__WHAT YOU SHOULD DO__:
Update the data below by changing "cracked stone surface" to "weathered rock surface" and keep every other line as it is.

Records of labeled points
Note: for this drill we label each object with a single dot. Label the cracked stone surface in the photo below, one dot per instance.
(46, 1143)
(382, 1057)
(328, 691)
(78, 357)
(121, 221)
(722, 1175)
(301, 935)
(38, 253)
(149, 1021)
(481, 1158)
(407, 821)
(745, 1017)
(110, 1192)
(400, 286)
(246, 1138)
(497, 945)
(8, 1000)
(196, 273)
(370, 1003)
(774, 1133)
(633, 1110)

__COMPLETE RESPONSE__:
Note: for this drill we label each object with a single dot. Label the weathered rock surface in the photo below, one dot per instance.
(46, 1143)
(382, 1057)
(328, 691)
(78, 357)
(121, 221)
(722, 1175)
(301, 935)
(38, 253)
(149, 1021)
(481, 1158)
(407, 821)
(745, 1017)
(110, 1192)
(400, 286)
(246, 1138)
(497, 945)
(8, 1000)
(196, 273)
(370, 1003)
(774, 1133)
(633, 1110)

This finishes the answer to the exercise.